Text extract>
Start
> You can open this notebook in Colab by clicking the Colab icon. Colab provides GPU for free. You can also run this notebook locally by installing the dependencies listed in `requirements.txt`.

[![Open In Colab](https://colab.research.google.com/assets/colab-badge.svg)](https://colab.research.google.com/github/osbm/unet_explainer/blob/main/tutorial-part2.ipynb)

### Preamble

The second part of this hands-on will allow you to study in depth the structure and performance of the popular deep learning U-Net architecture, in the context of 2D multi-slice prostate MR images segmentation. You will use the (prostate-158 train dataset)[https://zenodo.org/record/6481141] (139 mri images) and (prostate-158 test dataset)[https://zenodo.org/record/6592345] dataset (19 mri images).

### Objectives

* Study how to code a deep learning segmentation method with the pytorch library.
* Compare the performance of a U-Net model based on the choice of key hyper-parameters.
End
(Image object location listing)
Start
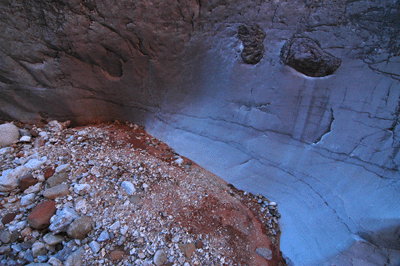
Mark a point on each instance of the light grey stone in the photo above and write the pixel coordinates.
(129, 187)
(104, 236)
(160, 257)
(52, 239)
(38, 248)
(56, 191)
(35, 164)
(62, 219)
(8, 134)
(81, 189)
(75, 259)
(63, 168)
(9, 178)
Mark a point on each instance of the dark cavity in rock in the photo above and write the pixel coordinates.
(252, 37)
(306, 56)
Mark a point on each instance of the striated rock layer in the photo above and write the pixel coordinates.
(326, 148)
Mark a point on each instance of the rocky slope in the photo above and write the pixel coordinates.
(294, 100)
(111, 194)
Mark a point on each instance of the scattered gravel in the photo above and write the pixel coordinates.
(117, 196)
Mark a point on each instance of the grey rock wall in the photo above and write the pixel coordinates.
(326, 149)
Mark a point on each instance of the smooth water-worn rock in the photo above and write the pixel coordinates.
(324, 148)
(306, 56)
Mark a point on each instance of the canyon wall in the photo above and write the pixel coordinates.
(210, 79)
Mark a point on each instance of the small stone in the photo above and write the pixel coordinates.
(104, 236)
(56, 191)
(25, 139)
(5, 249)
(55, 262)
(18, 226)
(94, 246)
(9, 178)
(49, 172)
(95, 171)
(160, 257)
(187, 249)
(124, 229)
(75, 259)
(38, 248)
(264, 252)
(35, 164)
(40, 216)
(52, 239)
(129, 187)
(79, 228)
(26, 181)
(81, 189)
(5, 236)
(116, 255)
(63, 168)
(33, 189)
(6, 150)
(27, 199)
(62, 219)
(8, 218)
(199, 244)
(8, 134)
(115, 226)
(42, 258)
(57, 179)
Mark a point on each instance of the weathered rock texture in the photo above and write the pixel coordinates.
(306, 56)
(326, 149)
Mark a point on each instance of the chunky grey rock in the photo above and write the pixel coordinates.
(57, 179)
(75, 259)
(38, 248)
(8, 134)
(62, 219)
(306, 56)
(79, 228)
(252, 37)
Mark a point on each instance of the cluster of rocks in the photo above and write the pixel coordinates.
(90, 196)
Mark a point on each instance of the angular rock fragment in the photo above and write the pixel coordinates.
(306, 56)
(252, 37)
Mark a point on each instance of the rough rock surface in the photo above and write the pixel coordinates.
(8, 134)
(326, 149)
(175, 214)
(306, 56)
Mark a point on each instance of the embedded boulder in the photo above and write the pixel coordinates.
(252, 37)
(306, 56)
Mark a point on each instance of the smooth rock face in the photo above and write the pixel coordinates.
(8, 134)
(306, 56)
(325, 149)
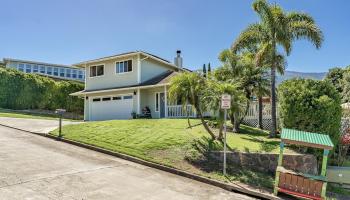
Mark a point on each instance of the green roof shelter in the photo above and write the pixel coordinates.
(298, 184)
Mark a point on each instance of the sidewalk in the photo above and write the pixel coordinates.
(33, 125)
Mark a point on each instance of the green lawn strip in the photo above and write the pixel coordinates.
(24, 115)
(170, 142)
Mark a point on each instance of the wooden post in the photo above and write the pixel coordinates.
(277, 178)
(323, 172)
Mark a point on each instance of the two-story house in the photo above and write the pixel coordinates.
(119, 85)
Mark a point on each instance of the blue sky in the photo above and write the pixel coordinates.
(70, 31)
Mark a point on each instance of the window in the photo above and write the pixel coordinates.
(127, 97)
(96, 99)
(80, 74)
(42, 69)
(55, 71)
(122, 67)
(13, 65)
(49, 70)
(35, 68)
(97, 70)
(106, 98)
(61, 72)
(157, 102)
(74, 73)
(68, 71)
(28, 68)
(21, 67)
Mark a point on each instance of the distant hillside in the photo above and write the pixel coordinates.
(290, 74)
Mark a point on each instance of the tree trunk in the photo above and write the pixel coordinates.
(273, 103)
(188, 117)
(260, 125)
(205, 125)
(236, 123)
(220, 137)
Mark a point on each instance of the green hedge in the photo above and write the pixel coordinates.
(310, 105)
(29, 91)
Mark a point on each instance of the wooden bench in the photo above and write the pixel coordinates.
(300, 186)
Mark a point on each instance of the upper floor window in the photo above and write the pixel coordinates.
(42, 69)
(97, 70)
(21, 67)
(74, 73)
(28, 68)
(55, 71)
(61, 72)
(80, 74)
(122, 67)
(13, 65)
(49, 70)
(35, 68)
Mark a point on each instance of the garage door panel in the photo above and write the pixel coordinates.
(112, 109)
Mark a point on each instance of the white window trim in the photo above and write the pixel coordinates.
(155, 102)
(104, 70)
(115, 66)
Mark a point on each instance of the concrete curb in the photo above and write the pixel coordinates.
(226, 186)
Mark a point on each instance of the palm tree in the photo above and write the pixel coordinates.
(189, 87)
(276, 29)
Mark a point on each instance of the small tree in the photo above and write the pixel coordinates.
(189, 88)
(212, 99)
(335, 76)
(310, 105)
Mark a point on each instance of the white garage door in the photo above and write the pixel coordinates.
(115, 107)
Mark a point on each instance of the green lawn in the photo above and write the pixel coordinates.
(21, 114)
(172, 143)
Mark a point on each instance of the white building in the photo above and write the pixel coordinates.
(51, 70)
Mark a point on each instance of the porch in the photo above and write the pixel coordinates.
(156, 101)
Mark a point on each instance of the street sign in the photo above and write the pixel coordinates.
(225, 101)
(225, 104)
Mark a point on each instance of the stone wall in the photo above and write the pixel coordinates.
(266, 162)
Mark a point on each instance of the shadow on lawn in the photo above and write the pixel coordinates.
(202, 160)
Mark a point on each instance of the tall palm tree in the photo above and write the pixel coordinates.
(276, 29)
(189, 88)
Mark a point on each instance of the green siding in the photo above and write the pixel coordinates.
(307, 137)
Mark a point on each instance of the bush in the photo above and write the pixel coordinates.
(29, 91)
(310, 105)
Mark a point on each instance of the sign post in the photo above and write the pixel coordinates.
(225, 104)
(60, 112)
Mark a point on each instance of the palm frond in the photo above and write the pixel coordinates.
(250, 36)
(299, 16)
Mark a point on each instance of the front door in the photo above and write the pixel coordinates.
(162, 105)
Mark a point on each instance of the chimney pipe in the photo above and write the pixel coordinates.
(178, 59)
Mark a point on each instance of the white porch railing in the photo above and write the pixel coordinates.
(178, 111)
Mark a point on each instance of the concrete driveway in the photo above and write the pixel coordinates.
(33, 125)
(34, 167)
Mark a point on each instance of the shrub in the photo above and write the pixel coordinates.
(29, 91)
(310, 105)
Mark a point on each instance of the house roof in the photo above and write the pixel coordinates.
(131, 53)
(160, 80)
(5, 60)
(308, 139)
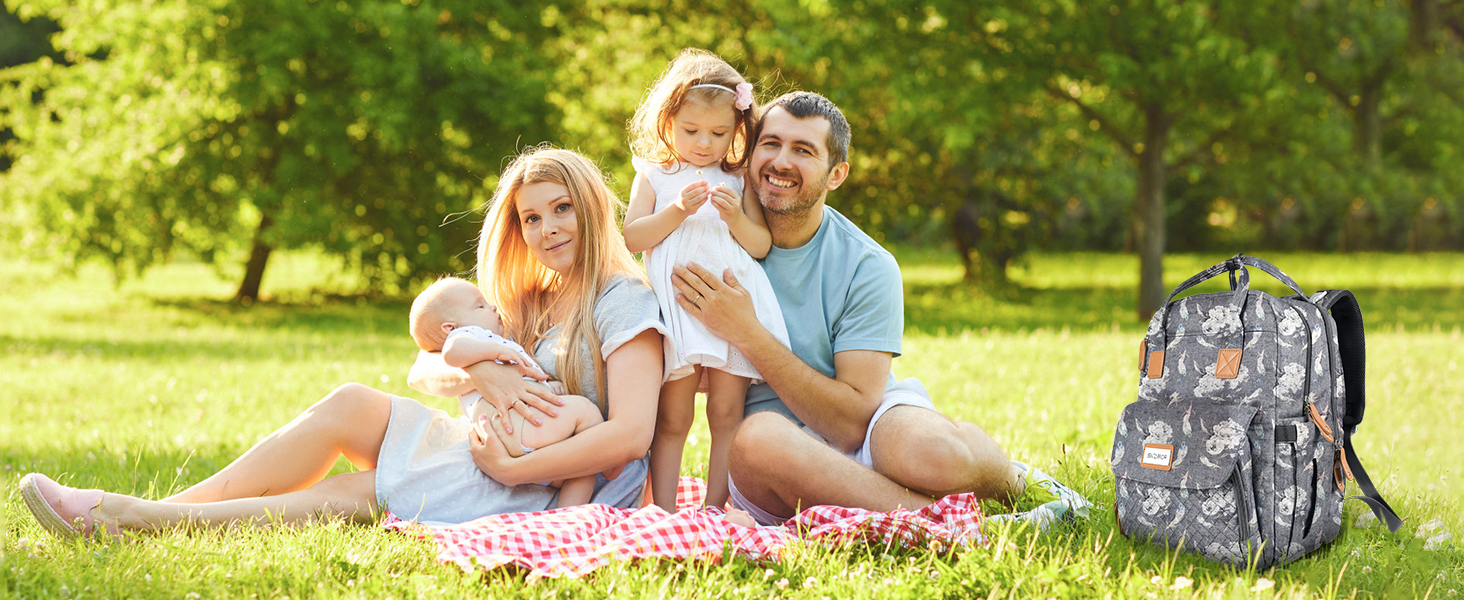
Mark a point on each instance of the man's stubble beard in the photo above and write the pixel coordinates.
(798, 205)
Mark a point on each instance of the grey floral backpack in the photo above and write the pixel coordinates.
(1239, 447)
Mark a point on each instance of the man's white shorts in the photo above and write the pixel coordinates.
(904, 392)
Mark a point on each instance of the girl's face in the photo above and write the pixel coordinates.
(548, 221)
(703, 133)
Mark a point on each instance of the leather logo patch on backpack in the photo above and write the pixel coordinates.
(1157, 365)
(1157, 455)
(1227, 365)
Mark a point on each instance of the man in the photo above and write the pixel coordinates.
(830, 425)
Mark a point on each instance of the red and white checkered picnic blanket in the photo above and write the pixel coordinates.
(571, 542)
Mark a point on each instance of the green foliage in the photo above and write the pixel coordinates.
(155, 385)
(356, 129)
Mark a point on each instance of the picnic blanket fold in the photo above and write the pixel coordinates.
(576, 540)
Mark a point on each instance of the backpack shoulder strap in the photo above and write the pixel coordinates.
(1349, 318)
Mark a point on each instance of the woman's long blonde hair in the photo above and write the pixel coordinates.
(650, 126)
(524, 290)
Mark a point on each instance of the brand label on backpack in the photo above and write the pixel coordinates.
(1157, 455)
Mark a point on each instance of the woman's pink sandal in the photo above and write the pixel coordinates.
(63, 511)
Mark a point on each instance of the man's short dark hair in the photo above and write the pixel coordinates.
(810, 104)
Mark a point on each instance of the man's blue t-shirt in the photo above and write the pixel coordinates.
(839, 291)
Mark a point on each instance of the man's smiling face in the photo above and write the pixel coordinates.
(791, 163)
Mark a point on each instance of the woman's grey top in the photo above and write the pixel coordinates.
(425, 471)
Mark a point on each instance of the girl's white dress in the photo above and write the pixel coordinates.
(704, 239)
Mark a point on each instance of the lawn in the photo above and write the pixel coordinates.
(151, 385)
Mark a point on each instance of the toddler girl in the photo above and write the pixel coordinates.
(688, 204)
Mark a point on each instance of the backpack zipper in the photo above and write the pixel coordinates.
(1243, 510)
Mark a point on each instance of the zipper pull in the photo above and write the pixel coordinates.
(1347, 469)
(1321, 423)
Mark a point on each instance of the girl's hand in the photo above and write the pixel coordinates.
(693, 196)
(726, 202)
(505, 390)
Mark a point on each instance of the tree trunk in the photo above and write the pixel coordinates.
(255, 268)
(1148, 211)
(1368, 125)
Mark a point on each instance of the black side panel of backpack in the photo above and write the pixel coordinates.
(1349, 319)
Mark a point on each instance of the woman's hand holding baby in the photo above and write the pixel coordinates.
(502, 387)
(489, 454)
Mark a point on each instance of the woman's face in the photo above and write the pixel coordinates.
(548, 221)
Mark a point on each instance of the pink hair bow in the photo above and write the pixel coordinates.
(744, 95)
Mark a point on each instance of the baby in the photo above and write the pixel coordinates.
(451, 316)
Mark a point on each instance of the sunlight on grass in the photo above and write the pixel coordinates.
(155, 384)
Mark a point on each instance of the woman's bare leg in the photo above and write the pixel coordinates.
(726, 397)
(678, 409)
(350, 420)
(347, 495)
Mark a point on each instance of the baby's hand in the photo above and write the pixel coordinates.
(693, 196)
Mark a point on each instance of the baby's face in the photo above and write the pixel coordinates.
(466, 306)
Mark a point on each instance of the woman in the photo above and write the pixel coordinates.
(552, 258)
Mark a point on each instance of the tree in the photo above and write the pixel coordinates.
(352, 128)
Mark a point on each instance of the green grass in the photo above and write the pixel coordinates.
(150, 387)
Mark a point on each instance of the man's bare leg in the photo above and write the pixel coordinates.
(928, 452)
(350, 420)
(782, 470)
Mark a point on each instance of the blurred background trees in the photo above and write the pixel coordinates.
(226, 129)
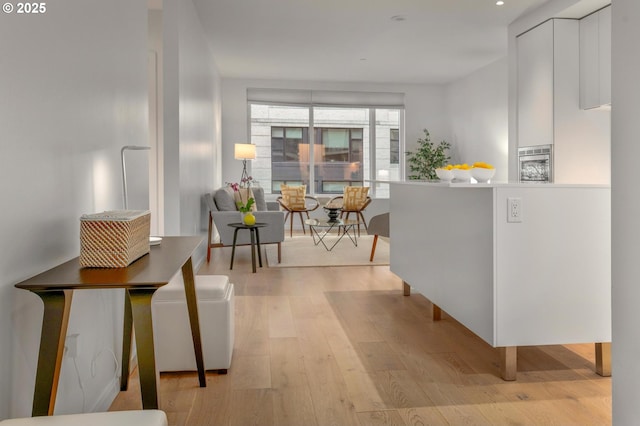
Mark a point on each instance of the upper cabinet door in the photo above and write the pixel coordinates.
(589, 62)
(604, 43)
(595, 59)
(535, 85)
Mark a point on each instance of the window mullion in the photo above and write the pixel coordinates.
(312, 160)
(372, 151)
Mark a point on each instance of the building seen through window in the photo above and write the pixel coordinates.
(324, 148)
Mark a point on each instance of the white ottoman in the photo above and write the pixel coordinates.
(112, 418)
(172, 333)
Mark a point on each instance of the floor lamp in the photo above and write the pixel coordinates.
(124, 169)
(244, 152)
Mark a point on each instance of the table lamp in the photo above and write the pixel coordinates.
(244, 152)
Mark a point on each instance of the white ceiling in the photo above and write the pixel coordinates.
(356, 40)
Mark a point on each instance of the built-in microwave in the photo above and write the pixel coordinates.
(535, 163)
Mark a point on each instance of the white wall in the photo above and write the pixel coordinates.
(74, 91)
(192, 121)
(626, 210)
(477, 108)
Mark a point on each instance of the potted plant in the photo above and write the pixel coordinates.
(427, 158)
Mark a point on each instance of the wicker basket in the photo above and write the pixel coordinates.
(114, 239)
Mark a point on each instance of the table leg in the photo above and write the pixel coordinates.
(603, 359)
(233, 248)
(192, 307)
(508, 362)
(142, 322)
(406, 288)
(258, 245)
(57, 306)
(436, 313)
(127, 333)
(253, 247)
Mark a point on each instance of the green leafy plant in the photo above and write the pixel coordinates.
(245, 208)
(427, 158)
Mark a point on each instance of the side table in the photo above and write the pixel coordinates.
(255, 241)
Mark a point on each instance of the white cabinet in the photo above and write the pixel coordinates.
(543, 281)
(535, 85)
(595, 59)
(547, 73)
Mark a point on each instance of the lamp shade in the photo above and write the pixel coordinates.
(245, 151)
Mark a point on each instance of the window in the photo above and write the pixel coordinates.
(324, 147)
(394, 148)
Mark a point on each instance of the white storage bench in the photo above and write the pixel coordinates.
(172, 333)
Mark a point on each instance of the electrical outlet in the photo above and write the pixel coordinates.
(71, 346)
(514, 209)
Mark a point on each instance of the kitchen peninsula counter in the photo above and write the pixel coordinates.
(542, 279)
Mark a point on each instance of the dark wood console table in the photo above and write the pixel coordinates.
(140, 280)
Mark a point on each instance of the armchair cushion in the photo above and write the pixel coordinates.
(242, 195)
(293, 197)
(224, 199)
(355, 197)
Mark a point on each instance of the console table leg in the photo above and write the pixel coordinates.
(406, 288)
(192, 307)
(508, 362)
(603, 359)
(253, 250)
(127, 333)
(149, 377)
(57, 306)
(233, 248)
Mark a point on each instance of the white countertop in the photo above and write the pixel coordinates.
(437, 183)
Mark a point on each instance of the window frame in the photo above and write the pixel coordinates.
(370, 177)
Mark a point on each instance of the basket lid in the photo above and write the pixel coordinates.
(115, 215)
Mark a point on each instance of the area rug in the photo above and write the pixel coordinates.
(299, 251)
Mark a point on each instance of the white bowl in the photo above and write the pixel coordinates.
(462, 175)
(445, 175)
(482, 175)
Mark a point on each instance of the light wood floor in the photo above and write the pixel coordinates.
(343, 346)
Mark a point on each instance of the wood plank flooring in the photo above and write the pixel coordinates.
(343, 346)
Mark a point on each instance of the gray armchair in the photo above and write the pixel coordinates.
(222, 212)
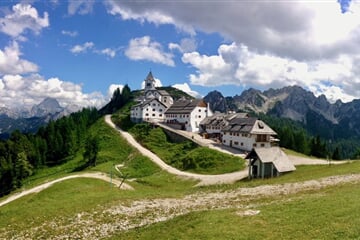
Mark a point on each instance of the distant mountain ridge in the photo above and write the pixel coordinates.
(333, 120)
(29, 120)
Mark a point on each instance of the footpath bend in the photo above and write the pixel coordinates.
(203, 179)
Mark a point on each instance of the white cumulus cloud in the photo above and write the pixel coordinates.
(107, 52)
(11, 63)
(82, 48)
(157, 83)
(23, 17)
(70, 33)
(80, 6)
(186, 88)
(33, 89)
(336, 78)
(145, 49)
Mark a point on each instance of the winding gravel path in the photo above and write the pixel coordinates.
(204, 179)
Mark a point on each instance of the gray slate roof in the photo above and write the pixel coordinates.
(144, 103)
(184, 106)
(248, 125)
(273, 155)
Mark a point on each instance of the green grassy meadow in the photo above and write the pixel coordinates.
(329, 213)
(332, 213)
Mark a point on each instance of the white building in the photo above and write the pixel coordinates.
(152, 104)
(151, 110)
(187, 114)
(248, 133)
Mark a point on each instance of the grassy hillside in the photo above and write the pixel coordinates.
(90, 209)
(186, 155)
(328, 214)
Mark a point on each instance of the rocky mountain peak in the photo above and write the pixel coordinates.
(46, 107)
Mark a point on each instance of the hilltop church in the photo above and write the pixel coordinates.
(159, 106)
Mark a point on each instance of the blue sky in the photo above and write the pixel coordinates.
(79, 51)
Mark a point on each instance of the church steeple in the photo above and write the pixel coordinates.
(149, 82)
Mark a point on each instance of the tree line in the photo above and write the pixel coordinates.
(293, 135)
(23, 154)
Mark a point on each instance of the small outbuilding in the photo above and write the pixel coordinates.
(268, 162)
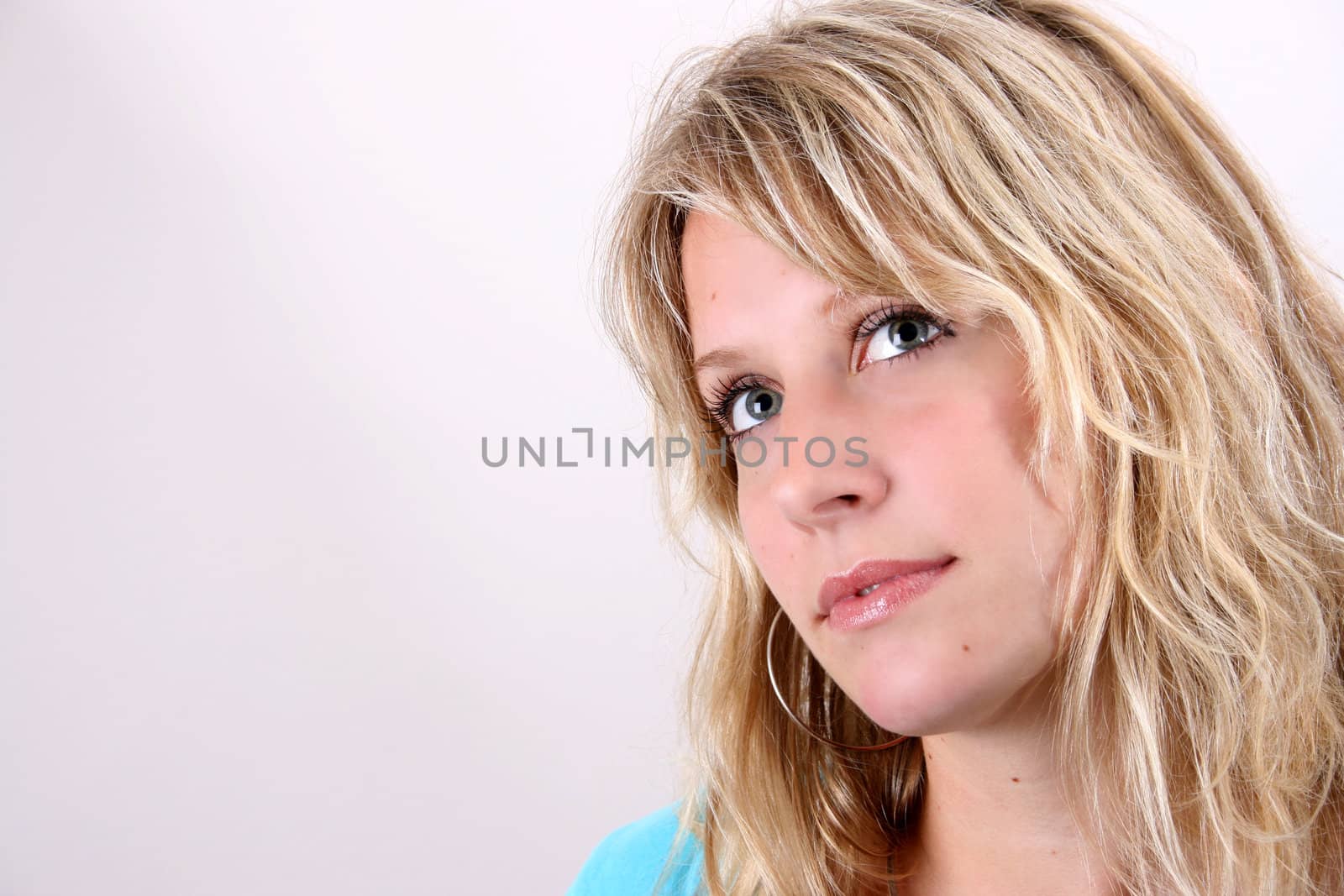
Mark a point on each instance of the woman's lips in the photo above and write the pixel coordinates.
(869, 573)
(855, 611)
End
Goal> Rewrite the notebook introduction from "### Preamble" to "of key hyper-parameters.", replacing every "U-Net" with "UNet". Work from the notebook introduction alone.

Answer to this problem>
### Preamble

The second part of this hands-on will allow you to study in depth the structure and performance of the popular deep learning UNet architecture, in the context of 2D multi-slice prostate MR images segmentation. You will use the (prostate-158 train dataset)[https://zenodo.org/record/6481141] (139 mri images) and (prostate-158 test dataset)[https://zenodo.org/record/6592345] dataset (19 mri images).

### Objectives

* Study how to code a deep learning segmentation method with the pytorch library.
* Compare the performance of a UNet model based on the choice of key hyper-parameters.